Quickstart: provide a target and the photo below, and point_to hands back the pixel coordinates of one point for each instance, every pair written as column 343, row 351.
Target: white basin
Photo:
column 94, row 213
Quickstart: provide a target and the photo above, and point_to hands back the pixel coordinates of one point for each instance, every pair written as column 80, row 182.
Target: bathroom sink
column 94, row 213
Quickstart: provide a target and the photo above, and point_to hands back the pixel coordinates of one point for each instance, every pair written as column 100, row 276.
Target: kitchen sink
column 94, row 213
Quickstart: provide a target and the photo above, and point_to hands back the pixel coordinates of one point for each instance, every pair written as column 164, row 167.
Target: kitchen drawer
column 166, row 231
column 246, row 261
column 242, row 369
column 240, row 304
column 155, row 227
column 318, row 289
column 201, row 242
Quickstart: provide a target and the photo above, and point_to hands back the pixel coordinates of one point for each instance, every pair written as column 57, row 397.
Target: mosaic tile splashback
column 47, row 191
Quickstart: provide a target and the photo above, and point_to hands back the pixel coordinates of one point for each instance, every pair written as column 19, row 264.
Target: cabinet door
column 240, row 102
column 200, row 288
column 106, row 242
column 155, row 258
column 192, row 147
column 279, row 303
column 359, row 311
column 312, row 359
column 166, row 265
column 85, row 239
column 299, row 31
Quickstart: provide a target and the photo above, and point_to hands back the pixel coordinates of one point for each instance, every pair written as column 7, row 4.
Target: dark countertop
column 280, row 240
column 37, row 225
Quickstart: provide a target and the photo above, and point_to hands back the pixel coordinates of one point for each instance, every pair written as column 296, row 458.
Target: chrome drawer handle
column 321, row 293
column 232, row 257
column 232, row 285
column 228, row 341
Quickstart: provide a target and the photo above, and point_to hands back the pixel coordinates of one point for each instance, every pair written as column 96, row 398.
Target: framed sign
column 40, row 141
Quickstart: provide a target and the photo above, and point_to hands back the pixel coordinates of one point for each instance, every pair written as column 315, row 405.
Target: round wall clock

• **Written request**
Reproduce every one of the records above word for word, from the first line to the last.

• **Correct result**
Quickstart: provide a target and the photo below, and point_to hands back the pixel coordinates of one point for each instance, every pair written as column 343, row 351.
Target: white basin
Photo:
column 94, row 213
Quickstart: provide a target and the photo above, and point_to hands back the pixel coordinates of one point for each instance, every pair written as column 80, row 182.
Target: bathroom sink
column 94, row 213
Quickstart: provide a target and the photo above, and point_to hands back the pixel coordinates of one point for each instance, every pair written as column 100, row 276.
Target: kitchen sink
column 94, row 213
Quickstart: provide a target and the photo above, and point_to hands back the pixel coordinates of one point for each instance, every pair written as column 164, row 167.
Target: kitchen drawer
column 166, row 231
column 246, row 261
column 242, row 369
column 240, row 304
column 155, row 227
column 318, row 289
column 201, row 242
Quickstart: provide a target and the photo above, and point_to hands back the pixel coordinates of one point for each instance, every pair written as column 57, row 397.
Target: mosaic tile splashback
column 47, row 191
Quickstart: provide a target and the photo above, and point_to hands back the pixel coordinates of one point for each instance, every pair written as column 19, row 264.
Target: cabinet door
column 240, row 102
column 200, row 288
column 106, row 242
column 155, row 258
column 192, row 147
column 279, row 303
column 359, row 311
column 312, row 359
column 166, row 265
column 85, row 239
column 299, row 31
Quickstart: provide a target and the photo above, and point_to hands back the pixel coordinates of one point for each instance, every pair written as column 7, row 4.
Target: dark countertop
column 280, row 240
column 37, row 225
Quickstart: provide a target and the photo above, and point_to hands back the pixel coordinates of one point for each instance, every pair written as column 296, row 458.
Target: chrome drawer handle
column 321, row 293
column 232, row 257
column 232, row 285
column 228, row 341
Quickstart: provide a target and the photo above, and point_to hands back the pixel coordinates of one point for each instance, every pair written as column 96, row 398.
Target: framed sign
column 40, row 141
Quickstart: provide a target and the photo above, and point_to hands back the pixel coordinates of one point for each instance, every pair written as column 315, row 405.
Target: round wall clock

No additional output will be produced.